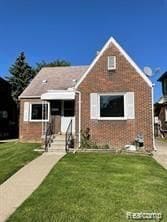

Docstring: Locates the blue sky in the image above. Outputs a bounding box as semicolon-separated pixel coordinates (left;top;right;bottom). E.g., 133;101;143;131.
0;0;167;100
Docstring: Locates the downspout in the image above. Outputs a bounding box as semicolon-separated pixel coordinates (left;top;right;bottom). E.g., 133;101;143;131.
75;91;81;147
151;84;157;151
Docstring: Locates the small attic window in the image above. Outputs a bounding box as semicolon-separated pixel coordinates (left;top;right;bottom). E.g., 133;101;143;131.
107;56;116;70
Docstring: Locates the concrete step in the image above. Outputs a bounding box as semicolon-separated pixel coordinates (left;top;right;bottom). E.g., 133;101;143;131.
54;135;66;140
52;140;65;146
48;148;66;153
50;143;65;149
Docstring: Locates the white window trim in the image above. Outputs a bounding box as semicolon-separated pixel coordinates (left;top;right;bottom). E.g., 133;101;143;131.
98;92;127;120
107;55;117;71
165;107;167;122
29;102;50;122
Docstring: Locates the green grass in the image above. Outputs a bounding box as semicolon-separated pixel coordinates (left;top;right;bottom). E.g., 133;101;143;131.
8;153;167;222
0;142;39;184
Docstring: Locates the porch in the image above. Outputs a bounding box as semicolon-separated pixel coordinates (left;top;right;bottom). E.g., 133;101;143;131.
41;90;77;151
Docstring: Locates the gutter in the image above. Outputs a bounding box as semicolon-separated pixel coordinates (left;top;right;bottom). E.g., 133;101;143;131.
151;84;157;151
75;91;81;147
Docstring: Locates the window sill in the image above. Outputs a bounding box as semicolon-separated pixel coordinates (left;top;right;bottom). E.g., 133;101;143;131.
98;117;127;120
29;119;49;123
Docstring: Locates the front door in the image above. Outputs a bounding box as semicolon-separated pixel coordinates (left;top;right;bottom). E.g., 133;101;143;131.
61;100;75;133
50;100;62;134
50;100;75;134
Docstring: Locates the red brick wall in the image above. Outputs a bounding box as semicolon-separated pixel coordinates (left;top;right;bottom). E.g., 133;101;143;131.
78;45;153;150
159;104;167;129
19;99;42;142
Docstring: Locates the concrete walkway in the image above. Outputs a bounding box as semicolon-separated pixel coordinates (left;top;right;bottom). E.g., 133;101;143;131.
0;152;65;222
153;140;167;169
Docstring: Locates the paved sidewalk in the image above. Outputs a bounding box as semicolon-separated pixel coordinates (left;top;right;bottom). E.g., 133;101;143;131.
153;140;167;169
0;152;65;222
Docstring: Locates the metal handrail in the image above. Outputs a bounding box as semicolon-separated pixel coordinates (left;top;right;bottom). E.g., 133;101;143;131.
45;118;55;152
65;119;72;152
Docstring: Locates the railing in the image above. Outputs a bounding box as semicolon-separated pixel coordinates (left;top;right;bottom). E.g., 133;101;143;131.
********
Your instructions
Rewrite the items above with every "bounding box" swapped for "rectangle", leaving everything else unchanged. Leave the pictures out of your answer.

Written answer
Docstring: Locates the blue sky in the image above. Outputs a rectangle as semicolon-separated pixel coordinates (left;top;right;bottom). E.g., 133;101;143;131.
0;0;167;100
Docstring: Locates the downspout in the image above. Outputs a rectangle as semicolon-separated pixel coordinates (left;top;right;bottom). E.g., 133;101;143;131.
75;91;81;147
151;84;157;151
Docstring: Locates the small attic window in the image above. Outputs a rectangle as semicolon-separated pixel coordinates (left;top;right;bottom). E.g., 133;101;143;131.
107;56;116;70
Docstring: Locates the concrete step in the image above. Outputs a rectangle as semicolon-separated pixel coordinates (left;top;right;bottom). E.g., 133;101;143;131.
54;135;66;140
52;140;65;146
48;148;66;153
50;143;65;149
Docstring: Locates the white window trim in the image above. Outputs a rectangle as semicolon-separated pixel coordinates (left;top;right;bottom). E.g., 133;101;143;131.
98;92;127;120
107;55;117;71
165;107;167;122
29;102;50;122
Docstring: Locates the green grass in the image above. Outputs a rectangle as semicolon-separated pixel coordinates (left;top;right;bottom). E.g., 133;101;143;131.
8;153;167;222
0;142;39;184
Docstring: Locates the porch in the image above. Outputs a rectangle as semicolon-separated pixel coordinates (left;top;right;bottom). E.g., 133;101;143;131.
41;90;77;151
Docstring: Locates the gutter in the image above. Outputs a rectangle as semicolon-separated pixel coordinates (left;top;right;bottom). E.g., 133;101;143;131.
151;84;157;151
75;91;81;147
Docstring: Locates the window sill in the image above. Outputs a rectangle as semicolon-separated pixel coordinates (left;top;right;bottom). E.g., 133;101;143;131.
98;117;127;120
29;119;49;123
Docstring: Locates the front door in the image above. Outputs a rectangle as semicolon-separated pixel coordinates (left;top;right;bottom). E.g., 133;101;143;131.
61;100;75;133
50;100;62;134
50;100;75;134
Docstring: Locates the red brick wall in the image above. Outputs a rectangle as semicolon-separated pixel coordinates (left;top;right;bottom). E.g., 133;101;143;131.
78;45;153;150
159;104;167;129
19;99;42;142
Docstring: Locates the concrete walkway in the image above. Outputs a rectangle as semicolon-separated pixel coordinates (left;top;right;bottom). E.g., 133;101;143;131.
0;152;65;222
153;140;167;169
Docstring: Locates the paved sidewalk in the image above. Outputs a rectangle as semicolon-separated pixel coordinates (left;top;right;bottom). E.g., 133;101;143;131.
153;140;167;169
0;152;65;222
Docstring: Locates the metal handrail in the image above. Outputs a rectangle as semicolon-separated pixel coordinates (left;top;right;bottom). E.g., 133;101;143;131.
45;118;55;152
65;119;72;152
Docstring: Locates the railing in the image above. Outputs a rectangle as semicolon-separated pixel coordinates (left;top;right;bottom). E.g., 133;101;143;131.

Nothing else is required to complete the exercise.